(Dataset entries)
════════════════════

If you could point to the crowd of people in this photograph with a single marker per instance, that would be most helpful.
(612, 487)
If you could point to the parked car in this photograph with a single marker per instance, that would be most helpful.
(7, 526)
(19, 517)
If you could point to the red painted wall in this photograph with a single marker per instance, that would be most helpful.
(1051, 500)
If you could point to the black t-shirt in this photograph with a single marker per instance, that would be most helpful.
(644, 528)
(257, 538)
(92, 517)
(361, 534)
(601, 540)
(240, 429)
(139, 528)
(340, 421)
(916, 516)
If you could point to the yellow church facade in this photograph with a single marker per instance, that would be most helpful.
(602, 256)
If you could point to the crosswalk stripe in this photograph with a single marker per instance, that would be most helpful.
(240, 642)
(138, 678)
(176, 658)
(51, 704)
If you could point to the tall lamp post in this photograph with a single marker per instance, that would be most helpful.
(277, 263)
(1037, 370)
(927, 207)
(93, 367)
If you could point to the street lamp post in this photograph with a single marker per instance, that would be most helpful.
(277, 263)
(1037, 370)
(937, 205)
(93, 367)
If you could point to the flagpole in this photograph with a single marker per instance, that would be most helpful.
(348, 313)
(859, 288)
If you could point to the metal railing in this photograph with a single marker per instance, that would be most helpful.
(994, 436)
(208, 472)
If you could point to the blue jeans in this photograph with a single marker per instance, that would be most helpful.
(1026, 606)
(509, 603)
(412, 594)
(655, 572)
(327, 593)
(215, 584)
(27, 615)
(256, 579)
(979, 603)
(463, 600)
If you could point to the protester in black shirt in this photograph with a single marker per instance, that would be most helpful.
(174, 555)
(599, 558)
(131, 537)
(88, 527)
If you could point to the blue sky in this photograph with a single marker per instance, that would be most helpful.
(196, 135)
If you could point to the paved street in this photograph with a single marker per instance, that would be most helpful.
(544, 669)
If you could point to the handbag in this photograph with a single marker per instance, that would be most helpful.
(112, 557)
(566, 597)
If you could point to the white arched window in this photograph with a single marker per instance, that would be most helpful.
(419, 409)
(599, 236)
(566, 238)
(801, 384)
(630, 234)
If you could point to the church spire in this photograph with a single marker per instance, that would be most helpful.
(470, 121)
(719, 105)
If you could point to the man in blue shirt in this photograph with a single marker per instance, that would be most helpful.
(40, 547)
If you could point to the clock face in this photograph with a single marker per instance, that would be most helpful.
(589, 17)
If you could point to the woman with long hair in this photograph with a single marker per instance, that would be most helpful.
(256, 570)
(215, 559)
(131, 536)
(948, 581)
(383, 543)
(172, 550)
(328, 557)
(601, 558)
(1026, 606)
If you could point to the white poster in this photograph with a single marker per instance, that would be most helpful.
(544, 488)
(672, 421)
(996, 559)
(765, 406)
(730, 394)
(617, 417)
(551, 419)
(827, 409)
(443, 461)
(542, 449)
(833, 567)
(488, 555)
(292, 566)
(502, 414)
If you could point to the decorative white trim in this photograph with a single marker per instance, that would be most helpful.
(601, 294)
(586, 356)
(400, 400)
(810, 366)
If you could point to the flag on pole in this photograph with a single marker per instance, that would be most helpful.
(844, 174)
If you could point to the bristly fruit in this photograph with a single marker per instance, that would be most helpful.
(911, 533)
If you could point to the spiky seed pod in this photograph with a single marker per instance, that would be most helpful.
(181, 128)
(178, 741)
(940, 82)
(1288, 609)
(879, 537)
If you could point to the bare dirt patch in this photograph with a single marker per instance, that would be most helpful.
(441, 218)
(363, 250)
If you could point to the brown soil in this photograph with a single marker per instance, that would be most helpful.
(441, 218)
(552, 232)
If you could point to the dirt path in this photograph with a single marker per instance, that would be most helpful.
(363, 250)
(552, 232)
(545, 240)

════════════════════

__PROBLEM STATEMENT__
Reproduce every line of the records above verbatim, with no edits.

__WRITTEN REPLY__
If you could point to the crowd of people in this photograph with a single marker per instance, that would be most helpful.
(612, 487)
If you could point to the parked car in this photograph with a single marker per instance, that would be most helpful.
(7, 526)
(19, 517)
If you could point to the red painted wall in this photograph with a single marker per instance, that would be most helpful.
(1051, 500)
If you could point to the black t-shirt in this photograph with a single marker per instance, that would be most helpful.
(644, 528)
(257, 538)
(92, 517)
(361, 534)
(601, 540)
(240, 429)
(139, 528)
(340, 421)
(916, 516)
If you could point to the yellow church facade in this photograph with a single marker per instance, that would be most helpful.
(602, 256)
If you could point to the crosswalk stripe in this photograph with a single marker per instance, that would be most helpful.
(240, 642)
(138, 678)
(176, 658)
(51, 704)
If you could point to the tall lamp post in this photograph with a single marker per instance, that would be most helpful.
(277, 263)
(1037, 370)
(927, 207)
(93, 367)
If you could point to the street lamp post in this photograph with a single marker per instance, that would be most helpful.
(277, 263)
(1037, 370)
(937, 205)
(93, 367)
If you could point to the flagpole in this photograph with a single marker per instance, that would be most helpful.
(348, 313)
(859, 288)
If you could point to the metal railing in this photograph with a single marker per instance, that would be most helpful.
(994, 436)
(208, 472)
If you could point to the blue jeans in this photograph with a single marker per instance, that would be most helpful.
(1026, 606)
(509, 603)
(412, 594)
(655, 572)
(327, 593)
(215, 584)
(27, 615)
(256, 579)
(979, 603)
(463, 600)
If you could point to the protester in black shirt in this photograph with a single marker per instance, that would be most helpful.
(174, 555)
(599, 558)
(131, 537)
(88, 527)
If you could point to the blue sky in this photograph with a single marker per instance, that would be most helpful.
(196, 135)
If you could point to the paved street in this photograph with a single marker per instance, that would be most helpful.
(544, 669)
If you could point to the handbag in this photograph with a single marker per instance, that would be most helpful.
(112, 557)
(566, 597)
If you could point to the white arched window in this photograph with a single marker per instance, that would be most helpful.
(419, 409)
(599, 236)
(566, 238)
(801, 384)
(630, 234)
If you could point to the church spire in this photograph with a single marker per instance, that would be most helpful.
(470, 121)
(719, 105)
If you could point to the man in blue shirt in this photograph with a single marker per instance, that would be most helpful.
(40, 547)
If you could point to the clock face in this photograph with a single marker per instance, that would be most helpful.
(589, 17)
If you could point to the woman with long hair in this photograph with a single marker per instance, that would be most helpful.
(256, 570)
(215, 559)
(131, 536)
(948, 581)
(383, 543)
(172, 550)
(328, 557)
(601, 558)
(1026, 606)
If you could point to the white poster in this photograph with a single marker per instance, that would be most helpful.
(544, 488)
(672, 421)
(996, 559)
(765, 406)
(730, 394)
(617, 417)
(551, 419)
(827, 409)
(443, 461)
(542, 449)
(833, 567)
(488, 555)
(292, 566)
(502, 414)
If you could point to the decorative white trim in this photograph with a single marker per instance, that would be most helpful.
(601, 294)
(586, 356)
(400, 400)
(810, 366)
If you could point to the flag on pole in this photograph with a single marker per instance, that would be most helpful.
(844, 174)
If you could point to the bristly fruit in this photograph with a single marker per instance, that would be most helpful.
(911, 533)
If you could point to the spiky seed pod in this photograph with a single marker per instance, that would be most helpful.
(181, 128)
(178, 741)
(940, 82)
(1288, 609)
(879, 537)
If you could point to the bare dirt patch in this photograph with a single marker per instance, that would be most helpful.
(441, 218)
(363, 250)
If you could point to the brown soil in this photograph with a single marker per instance, that would be most helpful.
(441, 218)
(552, 232)
If you could point to the dirt path in this photograph with a single marker per instance, that would be most helpful.
(363, 250)
(552, 232)
(545, 240)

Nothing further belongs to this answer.